- _Requirements_
Rewrite the data from the line with "find the lj" up to and including the line with "[152,219,208,231]" as a two-column CSV with the columns input and output, one row for each text and its answer. Put each value in a single quoted field, and replace any line breaks with spaces.

- _Excerpts of bounding box data_
>> start

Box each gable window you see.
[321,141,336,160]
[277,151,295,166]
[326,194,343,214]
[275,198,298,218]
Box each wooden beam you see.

>> end
>> start

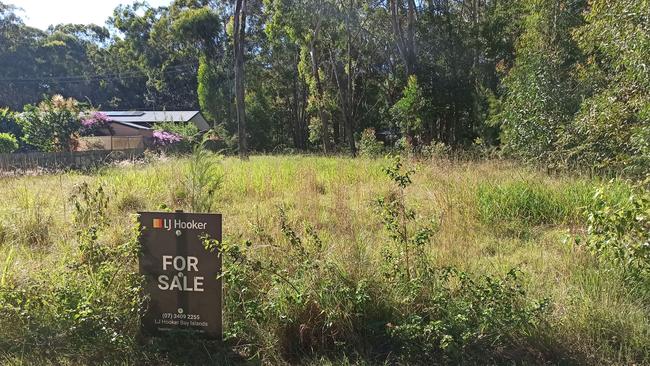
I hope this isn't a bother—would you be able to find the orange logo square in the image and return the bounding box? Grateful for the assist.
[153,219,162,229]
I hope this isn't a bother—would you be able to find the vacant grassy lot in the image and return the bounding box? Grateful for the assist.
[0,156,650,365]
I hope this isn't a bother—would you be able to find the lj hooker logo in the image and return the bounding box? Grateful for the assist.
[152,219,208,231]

>> end

- _The answer_
input,output
"I hope this isn't a bother—would you be able to find the lj hooker logo in the image and return the bounding box? Grateful for the assist.","[152,219,208,231]"